- **Tareas a realizar**
1. Responde estas preguntas sobre el artículo acerca de los Olímpicos en Japón:
(a) ¿Qué cargo y qué institución figuran junto al nombre de Juan Fernando Palacio?
(b) ¿Qué ha ocurrido en las últimas décadas con los costos de los juegos para los países y ciudades anfitriones?
(c) Según el artículo, ¿qué dirán los puristas?
2. Por favor, retoma el artículo acerca de los Olímpicos en Japón y escribe su continuación a partir de la última oración.

¿Le convenía a Japón no cancelar los Olímpicos?

Por: Juan Fernando Palacio

Profesor de Relaciones Internacionales, UPB Medellín, juanfernandopalacio@gmail.com

No todo es plata… ni oro, ni bronce

No nos digamos mentiras: los Juegos Olímpicos y otros mega-eventos deportivos están plagados de críticas y escándalos. En las últimas décadas los costos de los juegos se han disparado para los países y ciudades anfitriones, algunos procesos de selección de sedes han sido cuestionados por sobre exigencias o por falta de transparencia y cada vez son más comunes los estudios que subrayan los efectos negativos de estos eventos en materia de sostenibilidad, de desviación de recursos de otras metas que serían más apremiantes, entre otras críticas. A eso se le suma que los gobiernos, tanto del país anfitrión como de los demás, siempre encuentran maneras de instrumentalizarlos políticamente, con lo que los puristas dirán que se les pierde algo de su magia.

Registros de una fuente de datos:
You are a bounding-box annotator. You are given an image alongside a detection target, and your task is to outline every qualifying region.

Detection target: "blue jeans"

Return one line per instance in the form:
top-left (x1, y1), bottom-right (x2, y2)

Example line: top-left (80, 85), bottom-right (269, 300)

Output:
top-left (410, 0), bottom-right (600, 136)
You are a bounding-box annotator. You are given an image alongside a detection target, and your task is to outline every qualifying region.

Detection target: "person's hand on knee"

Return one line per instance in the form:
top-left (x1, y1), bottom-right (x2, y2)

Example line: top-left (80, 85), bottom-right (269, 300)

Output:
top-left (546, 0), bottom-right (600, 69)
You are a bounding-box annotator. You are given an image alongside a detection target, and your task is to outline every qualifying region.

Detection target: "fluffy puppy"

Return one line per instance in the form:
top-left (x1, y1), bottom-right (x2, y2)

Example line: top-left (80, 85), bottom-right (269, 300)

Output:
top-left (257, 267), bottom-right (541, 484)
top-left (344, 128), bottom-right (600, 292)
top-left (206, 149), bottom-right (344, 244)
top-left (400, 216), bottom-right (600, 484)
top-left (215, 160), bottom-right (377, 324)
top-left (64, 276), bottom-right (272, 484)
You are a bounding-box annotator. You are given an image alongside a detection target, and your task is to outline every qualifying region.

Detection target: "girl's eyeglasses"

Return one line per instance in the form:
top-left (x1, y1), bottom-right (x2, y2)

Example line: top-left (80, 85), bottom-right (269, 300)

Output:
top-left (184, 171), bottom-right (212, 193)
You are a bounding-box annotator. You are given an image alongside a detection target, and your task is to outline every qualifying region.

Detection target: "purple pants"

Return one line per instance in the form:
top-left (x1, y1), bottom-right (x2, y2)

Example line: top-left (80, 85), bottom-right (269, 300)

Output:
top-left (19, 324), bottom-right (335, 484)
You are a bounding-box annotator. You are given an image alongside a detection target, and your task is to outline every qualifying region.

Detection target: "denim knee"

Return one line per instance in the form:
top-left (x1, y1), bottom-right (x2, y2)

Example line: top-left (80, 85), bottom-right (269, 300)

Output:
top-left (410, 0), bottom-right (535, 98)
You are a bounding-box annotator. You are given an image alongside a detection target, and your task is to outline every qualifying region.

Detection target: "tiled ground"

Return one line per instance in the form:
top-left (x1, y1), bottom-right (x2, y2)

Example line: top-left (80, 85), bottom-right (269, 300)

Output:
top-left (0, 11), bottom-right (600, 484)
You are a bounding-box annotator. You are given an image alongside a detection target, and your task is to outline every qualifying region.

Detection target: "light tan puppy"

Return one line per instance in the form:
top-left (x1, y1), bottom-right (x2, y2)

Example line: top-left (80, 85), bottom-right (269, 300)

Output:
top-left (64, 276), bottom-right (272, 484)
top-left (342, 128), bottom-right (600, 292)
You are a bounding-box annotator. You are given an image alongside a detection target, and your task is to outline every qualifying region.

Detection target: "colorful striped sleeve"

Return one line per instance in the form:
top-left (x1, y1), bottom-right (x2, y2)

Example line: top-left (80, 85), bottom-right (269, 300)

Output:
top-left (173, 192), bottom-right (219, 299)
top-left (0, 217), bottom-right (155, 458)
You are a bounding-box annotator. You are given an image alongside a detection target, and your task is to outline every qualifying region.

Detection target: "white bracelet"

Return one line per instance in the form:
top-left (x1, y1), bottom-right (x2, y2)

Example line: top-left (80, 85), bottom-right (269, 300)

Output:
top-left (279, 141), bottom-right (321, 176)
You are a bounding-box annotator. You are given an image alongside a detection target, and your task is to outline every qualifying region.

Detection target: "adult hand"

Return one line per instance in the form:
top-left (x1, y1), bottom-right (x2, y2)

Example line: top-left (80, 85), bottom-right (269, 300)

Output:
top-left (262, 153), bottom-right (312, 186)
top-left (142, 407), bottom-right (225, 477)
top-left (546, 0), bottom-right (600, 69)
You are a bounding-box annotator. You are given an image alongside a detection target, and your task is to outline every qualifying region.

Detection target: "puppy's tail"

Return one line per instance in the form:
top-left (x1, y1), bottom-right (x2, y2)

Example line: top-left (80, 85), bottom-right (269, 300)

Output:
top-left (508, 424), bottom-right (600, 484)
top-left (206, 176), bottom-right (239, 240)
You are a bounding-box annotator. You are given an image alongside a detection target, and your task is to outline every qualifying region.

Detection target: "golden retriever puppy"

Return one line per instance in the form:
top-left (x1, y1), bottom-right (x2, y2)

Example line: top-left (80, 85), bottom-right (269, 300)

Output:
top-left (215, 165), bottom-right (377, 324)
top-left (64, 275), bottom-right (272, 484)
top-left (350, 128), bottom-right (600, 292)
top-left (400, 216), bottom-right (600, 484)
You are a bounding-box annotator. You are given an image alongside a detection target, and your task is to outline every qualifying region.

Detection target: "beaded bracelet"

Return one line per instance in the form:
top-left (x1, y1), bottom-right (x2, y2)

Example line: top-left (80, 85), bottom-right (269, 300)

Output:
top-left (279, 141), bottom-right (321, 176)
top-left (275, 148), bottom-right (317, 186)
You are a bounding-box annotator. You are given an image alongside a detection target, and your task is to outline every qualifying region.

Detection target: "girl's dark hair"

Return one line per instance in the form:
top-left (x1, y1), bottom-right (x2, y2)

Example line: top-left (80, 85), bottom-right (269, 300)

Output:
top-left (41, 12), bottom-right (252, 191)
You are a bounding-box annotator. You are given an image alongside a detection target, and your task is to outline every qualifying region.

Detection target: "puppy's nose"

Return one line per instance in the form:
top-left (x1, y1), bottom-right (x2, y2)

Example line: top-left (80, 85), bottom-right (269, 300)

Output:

- **Respuestas del ejercicio**
1.
(a) Profesor de Relaciones Internacionales, UPB Medellín.
(b) Se han disparado.
(c) Que a los juegos se les pierde algo de su magia.

2.
Y los juegos de Tokio de este verano no son la excepción. Desde escándalos por equidad de género entre los organizadores japoneses hasta sobrecostos – que fueron de más del doble del pronosticado –, pasando por los riesgos de contagio de Covid, los juegos de este año son el foco de problemas y de críticas. De entrada, se tuvieron que aplazar por un año a raíz de la pandemia. Y, finalmente, se tuvieron que hacer sin público por el pico de contagio en Tokio y ante el descontento de muchos japoneses que se oponían a su realización.

¿Valía la pena obstinarse en hacer los juegos, a pesar de todo?

Es imposible dar una respuesta concluyente, porque aquí entramos al dominio de las escalas de valores y de la subjetividad. Pero sí es posible proponer un par de reflexiones que ayuden a entender el contexto y lo que está en juego.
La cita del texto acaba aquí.